■ **What the exercise asks**:
Edit the lines below so that every occurrence of "in this photo" reads "in this image", leaving everything else unchanged. Leave the pictures out of your output.
────────────────
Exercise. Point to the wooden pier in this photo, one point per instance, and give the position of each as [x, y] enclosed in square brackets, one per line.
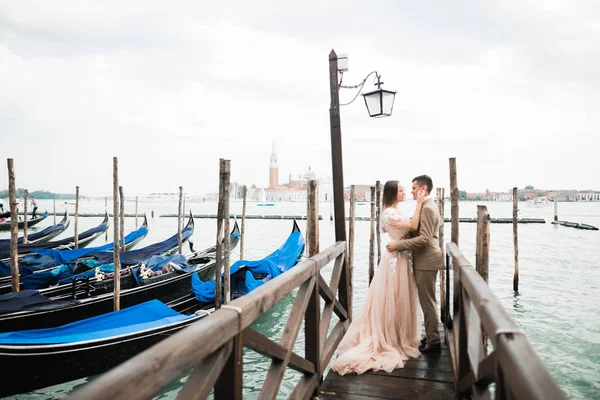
[429, 377]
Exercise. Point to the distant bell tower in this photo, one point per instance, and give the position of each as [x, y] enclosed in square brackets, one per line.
[273, 168]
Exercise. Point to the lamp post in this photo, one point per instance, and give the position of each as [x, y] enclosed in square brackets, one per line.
[379, 104]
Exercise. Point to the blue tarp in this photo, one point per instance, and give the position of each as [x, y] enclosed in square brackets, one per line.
[5, 243]
[29, 247]
[243, 271]
[66, 256]
[152, 314]
[133, 257]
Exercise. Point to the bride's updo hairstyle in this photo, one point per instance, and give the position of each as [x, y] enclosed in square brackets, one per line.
[390, 194]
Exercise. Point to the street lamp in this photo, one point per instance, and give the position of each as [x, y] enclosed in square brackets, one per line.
[379, 103]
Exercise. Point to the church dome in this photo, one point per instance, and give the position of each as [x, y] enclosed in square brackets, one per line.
[309, 174]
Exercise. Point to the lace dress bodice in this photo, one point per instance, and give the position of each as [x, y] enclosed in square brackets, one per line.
[394, 223]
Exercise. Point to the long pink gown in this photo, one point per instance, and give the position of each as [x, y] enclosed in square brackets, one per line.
[386, 332]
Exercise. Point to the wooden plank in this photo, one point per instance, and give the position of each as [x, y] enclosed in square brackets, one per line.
[288, 338]
[328, 309]
[306, 387]
[376, 386]
[333, 340]
[265, 346]
[204, 375]
[328, 296]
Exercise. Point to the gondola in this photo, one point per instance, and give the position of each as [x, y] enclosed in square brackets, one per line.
[5, 226]
[43, 260]
[85, 348]
[84, 239]
[65, 309]
[89, 347]
[247, 275]
[42, 236]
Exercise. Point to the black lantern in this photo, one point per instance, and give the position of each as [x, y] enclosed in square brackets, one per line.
[379, 102]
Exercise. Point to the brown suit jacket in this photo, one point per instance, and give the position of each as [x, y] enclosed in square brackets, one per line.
[425, 245]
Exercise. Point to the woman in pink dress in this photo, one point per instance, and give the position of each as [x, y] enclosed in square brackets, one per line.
[386, 332]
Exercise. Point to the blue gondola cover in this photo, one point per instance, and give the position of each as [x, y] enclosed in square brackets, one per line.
[272, 266]
[148, 315]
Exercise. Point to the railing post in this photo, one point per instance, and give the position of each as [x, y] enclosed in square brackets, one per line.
[116, 246]
[351, 250]
[372, 238]
[229, 385]
[312, 317]
[440, 204]
[516, 238]
[454, 202]
[25, 216]
[460, 330]
[14, 226]
[377, 219]
[482, 255]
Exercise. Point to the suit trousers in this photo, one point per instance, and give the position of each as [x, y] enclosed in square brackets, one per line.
[426, 289]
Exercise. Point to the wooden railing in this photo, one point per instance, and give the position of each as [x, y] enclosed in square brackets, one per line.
[212, 347]
[513, 365]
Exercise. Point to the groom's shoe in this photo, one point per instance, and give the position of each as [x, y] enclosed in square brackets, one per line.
[430, 348]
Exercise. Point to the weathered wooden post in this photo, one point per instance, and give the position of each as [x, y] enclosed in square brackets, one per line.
[136, 204]
[454, 202]
[116, 247]
[243, 223]
[337, 170]
[372, 238]
[312, 224]
[312, 316]
[516, 238]
[106, 209]
[219, 244]
[226, 235]
[179, 221]
[482, 252]
[377, 219]
[14, 227]
[121, 219]
[26, 218]
[440, 204]
[351, 249]
[77, 216]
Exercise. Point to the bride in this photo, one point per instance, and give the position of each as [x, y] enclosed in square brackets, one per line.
[386, 332]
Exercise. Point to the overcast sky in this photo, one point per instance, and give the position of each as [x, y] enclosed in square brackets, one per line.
[510, 88]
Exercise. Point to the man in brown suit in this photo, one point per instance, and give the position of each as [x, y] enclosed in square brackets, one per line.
[427, 261]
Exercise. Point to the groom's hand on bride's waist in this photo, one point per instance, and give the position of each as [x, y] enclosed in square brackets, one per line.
[391, 246]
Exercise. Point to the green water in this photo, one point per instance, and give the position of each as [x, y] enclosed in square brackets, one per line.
[558, 304]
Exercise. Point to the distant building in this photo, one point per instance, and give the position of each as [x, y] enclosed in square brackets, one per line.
[588, 195]
[295, 189]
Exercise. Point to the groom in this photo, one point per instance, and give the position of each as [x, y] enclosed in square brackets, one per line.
[427, 261]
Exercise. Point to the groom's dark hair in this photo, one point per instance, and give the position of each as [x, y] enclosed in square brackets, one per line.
[424, 180]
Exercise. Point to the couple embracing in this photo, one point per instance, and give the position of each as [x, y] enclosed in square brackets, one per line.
[387, 331]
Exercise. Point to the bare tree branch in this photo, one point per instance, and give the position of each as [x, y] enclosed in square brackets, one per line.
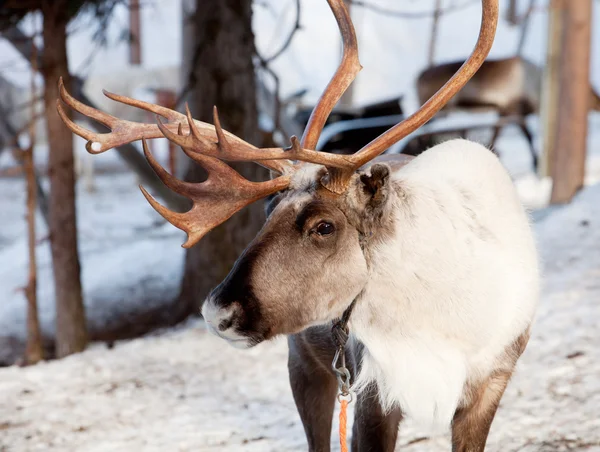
[410, 15]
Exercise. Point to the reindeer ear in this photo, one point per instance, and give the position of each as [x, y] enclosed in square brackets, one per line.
[375, 183]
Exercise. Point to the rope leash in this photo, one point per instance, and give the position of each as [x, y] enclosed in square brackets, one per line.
[343, 421]
[340, 334]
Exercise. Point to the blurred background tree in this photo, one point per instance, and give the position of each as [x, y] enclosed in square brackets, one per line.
[71, 331]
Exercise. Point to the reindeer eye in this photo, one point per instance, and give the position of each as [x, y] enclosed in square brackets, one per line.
[324, 228]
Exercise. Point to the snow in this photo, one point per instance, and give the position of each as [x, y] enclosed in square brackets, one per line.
[131, 259]
[183, 389]
[186, 390]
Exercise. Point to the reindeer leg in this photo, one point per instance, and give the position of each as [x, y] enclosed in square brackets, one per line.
[373, 429]
[314, 385]
[471, 424]
[529, 137]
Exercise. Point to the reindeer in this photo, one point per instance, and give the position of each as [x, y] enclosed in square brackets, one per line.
[510, 86]
[430, 260]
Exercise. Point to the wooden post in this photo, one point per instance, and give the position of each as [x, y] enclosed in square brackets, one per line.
[525, 27]
[550, 88]
[571, 137]
[135, 37]
[512, 13]
[348, 97]
[437, 13]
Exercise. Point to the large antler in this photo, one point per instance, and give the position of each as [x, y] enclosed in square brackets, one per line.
[123, 131]
[225, 191]
[489, 22]
[344, 76]
[215, 200]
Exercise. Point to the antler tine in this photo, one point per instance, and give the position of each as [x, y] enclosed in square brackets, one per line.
[487, 32]
[215, 200]
[345, 74]
[121, 131]
[238, 150]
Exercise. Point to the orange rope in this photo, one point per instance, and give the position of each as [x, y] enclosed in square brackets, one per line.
[343, 419]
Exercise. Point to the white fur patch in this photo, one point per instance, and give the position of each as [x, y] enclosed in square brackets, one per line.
[453, 289]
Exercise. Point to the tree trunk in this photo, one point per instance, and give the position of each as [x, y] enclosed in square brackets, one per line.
[33, 350]
[223, 75]
[574, 101]
[71, 334]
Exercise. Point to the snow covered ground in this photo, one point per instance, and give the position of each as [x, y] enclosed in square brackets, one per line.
[186, 390]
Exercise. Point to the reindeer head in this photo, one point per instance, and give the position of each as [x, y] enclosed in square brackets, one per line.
[307, 263]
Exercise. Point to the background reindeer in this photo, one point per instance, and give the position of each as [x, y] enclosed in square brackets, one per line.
[433, 254]
[510, 86]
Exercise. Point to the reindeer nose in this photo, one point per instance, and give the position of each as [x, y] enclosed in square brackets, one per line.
[220, 318]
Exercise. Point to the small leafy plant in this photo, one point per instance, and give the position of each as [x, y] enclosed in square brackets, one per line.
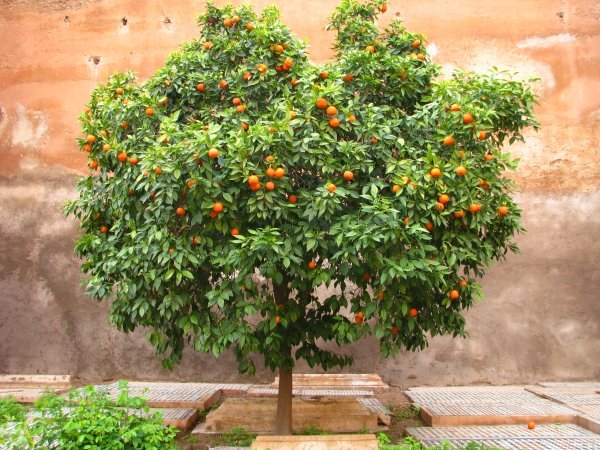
[90, 419]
────────────────
■ **Task response**:
Exercise. Point to the wooden pier in this image, one point per instance, and give the position of each as [x, y] enclosed in square brackets, one per line.
[429, 377]
Exercise. Point to the distant bell tower in this image, one point per instance, and give the position of each as [x, y] enclosed in square brackets, one per line.
[273, 168]
Exercise. Point to the lamp post in this image, one point per instance, and give the position of each as [x, y] enclosed in square brackets, one per line.
[379, 104]
Exercise. Point to the blue tarp in this image, one point per instance, and give the position of each as [x, y] enclosed in square brackets, one per line.
[5, 243]
[29, 247]
[243, 271]
[66, 256]
[152, 314]
[133, 257]
Exercise. Point to the bride's updo hairstyle in this image, one point per instance, and give the position of each as [x, y] enclosed in square brackets, one per line.
[390, 194]
Exercise. Point to the street lamp in this image, one point per instance, and give the position of each as [x, y] enclosed in square brackets, one per line.
[379, 103]
Exercise. Point to the church dome in this image, one point per instance, and give the position of each as [x, y] enclosed in square brackets, one per line.
[309, 174]
Exercise. Point to the lace dress bodice in this image, one point per instance, and give the position of each as [x, y] enclosed in square brackets, one per line.
[394, 223]
Exercise. Point to the long pink gown in this image, one point per instance, and give the position of each as [x, y] enclosed in square brackets, one per line.
[386, 332]
Exercise. Point to the wooden plank in this image, one point per instance, and give the position of each as [x, y] enclosed in square brackets, one per line.
[288, 338]
[328, 309]
[306, 387]
[376, 386]
[333, 340]
[265, 346]
[204, 375]
[328, 296]
Exercise. Point to the gondola in this image, one point per instance, and give the position of each as [x, y] enclosed in square brackets, one per line.
[5, 226]
[43, 260]
[85, 348]
[84, 239]
[65, 309]
[89, 347]
[247, 275]
[42, 236]
Exercise. Point to the black lantern in this image, one point per instance, and give the position of each as [x, y] enclosed in square brackets, one per line.
[379, 102]
Exercise. Point to the brown suit jacket in this image, one point per instance, and give the position of each as [x, y] enclosed in square brackets, one per line.
[425, 245]
Exercise. Point to the woman in pink dress in this image, one point per instance, and give the position of each as [x, y] enclosed in square brackets, one per line.
[386, 332]
Exercise. Point to the blue gondola cover in this image, one point per instance, and give the position of each as [x, y] enclosed in square brackets, one per line.
[272, 266]
[148, 315]
Exercise. Point to the railing post in this image, one point per instance, and give the position of each as [x, y] enclosed in square brackets, one per line.
[116, 246]
[351, 250]
[372, 238]
[229, 385]
[312, 317]
[440, 204]
[516, 238]
[454, 202]
[25, 216]
[460, 330]
[14, 226]
[377, 219]
[482, 255]
Exercise. Point to the suit trousers in this image, one point per instance, and give the position of each as [x, y] enclosed in square brackets, one per line.
[426, 289]
Exercise. Point to the wooden railing in this image, one point per instance, and give the position of each as [x, y] enclosed in square brackets, one per line.
[212, 347]
[513, 365]
Exercise. Point to the groom's shoe in this image, one point per instance, and give the position of each as [x, y] enclosed in square brackets, one per line.
[430, 348]
Exercise. Point to the weathered wooden post in this image, one point per instance, and give the position of each as [x, y] enclosed in square brackets, one per line.
[136, 204]
[454, 202]
[116, 247]
[243, 223]
[337, 170]
[372, 238]
[312, 224]
[312, 316]
[516, 238]
[106, 209]
[219, 244]
[226, 235]
[179, 221]
[482, 252]
[377, 219]
[14, 227]
[121, 219]
[26, 218]
[440, 204]
[351, 249]
[77, 216]
Exercise. Point to the bride in this image, one point per instance, and give the position of each as [x, y] enclosed in square brackets, one per line.
[386, 332]
Exercise. Point to the overcast sky in this image, one point per instance, and give the position of each as [x, y] enclosed in square brackets, one per line.
[510, 88]
Exercise. Point to the man in brown suit in this image, one point per instance, and give the position of each as [x, y] enclosed in square brackets, one per line.
[427, 261]
Exercise. Point to the groom's hand on bride's waist in this image, one point per instance, and give the position of each as [x, y] enclosed in square brackets, one per line.
[391, 246]
Exercise. Point to the green water in this image, one point per instance, and give the position of each as [x, y] enclosed in square brackets, one per line.
[558, 304]
Exercise. Point to the distant building in this image, one point per instance, and give the position of each as [x, y] enclosed in square brackets, one per line.
[588, 195]
[295, 189]
Exercise. Point to the groom in this image, one point per instance, and give the position of each as [x, y] enclosed in square brackets, one per line.
[427, 261]
Exercise. Point to the groom's dark hair in this image, one point per instance, and give the position of each as [x, y] enclosed in square brackets, one per line.
[424, 180]
Exercise. Point to the couple embracing in this image, one point per instance, and give the position of each as [x, y] enclosed in square brackets, one per line.
[387, 331]
Exercise. Point to the bare tree branch in this image, one point per instance, and give the position of each as [x, y] enclosed in square brackets, one per line.
[410, 15]
Exercise. Point to the reindeer ear in this image, one point per instance, and give the position of each as [x, y] enclosed in square brackets, one per line.
[375, 183]
Exercise. Point to the rope leash in this image, one point per instance, and give the position of each as [x, y] enclosed in square brackets, one per line.
[343, 421]
[340, 334]
Exercise. Point to the blurred background tree in this image, one point per instance, and give the position of each as [x, y] enclosed in square brackets, one per line.
[71, 331]
Exercise. Point to the reindeer eye in this image, one point per instance, and give the position of each as [x, y] enclosed in square brackets, one per line.
[324, 228]
Exercise. Point to the snow in this image, one point per instance, and give the position of each as [x, y] enclosed in square brackets, one per line.
[131, 259]
[183, 389]
[186, 390]
Exercise. Point to the reindeer leg in this image, one point per instance, and give the position of each as [x, y] enclosed in square brackets, one per line.
[373, 429]
[314, 385]
[471, 424]
[529, 137]
Exercise. Point to the reindeer in this image, one point per instance, and give the position of each as [x, y] enclosed in square brackets, one per line.
[510, 86]
[430, 260]
Exercise. Point to the wooden post in this image, one point per instance, and give the position of each as [x, y] enclosed in square brackets, one per line.
[525, 27]
[550, 88]
[571, 137]
[135, 37]
[512, 13]
[348, 97]
[437, 13]
Exercise. Point to the large antler in this image, one point per instance, and give the position of each as [x, y] enclosed in square brackets, one per line.
[123, 131]
[225, 191]
[489, 22]
[344, 76]
[215, 200]
Exercise. Point to the antler tine in this image, one point per instance, and give the position of each as [x, y] enclosed in square brackets, one per line.
[487, 32]
[215, 200]
[345, 74]
[121, 131]
[238, 150]
Exercise. Point to the orange rope in this image, one point per instance, and give the position of each as [x, y] enclosed in square brackets, one per line.
[343, 419]
Exercise. Point to the white fur patch in this image, one point per instance, and give the position of each as [x, y] enclosed in square brackets, one per line.
[453, 289]
Exercise. Point to the tree trunk in this image, one point per instance, and give the position of each as [x, y] enclosed in square brackets, one per line.
[33, 350]
[223, 75]
[574, 101]
[71, 334]
Exercise. Point to the snow covered ground in this image, one point per instance, and give the position of each as [x, y] enclosed in square brackets, one per line.
[186, 390]
Exercise. Point to the reindeer head in this image, one point per instance, and give the position of each as [x, y] enclosed in square brackets, one per line.
[307, 263]
Exercise. Point to the background reindeer in this image, one point per instance, and give the position of each as [x, y] enclosed in square brackets, one per line.
[433, 254]
[510, 86]
Exercise. Point to the reindeer nose in this image, one point per instance, and give the position of each as [x, y] enclosed in square brackets, one per line.
[220, 318]
Exercise. Point to the small leafy plant in this image, one point per instance, and give the position of each as [x, y] enclosed in square brackets, one per line.
[90, 419]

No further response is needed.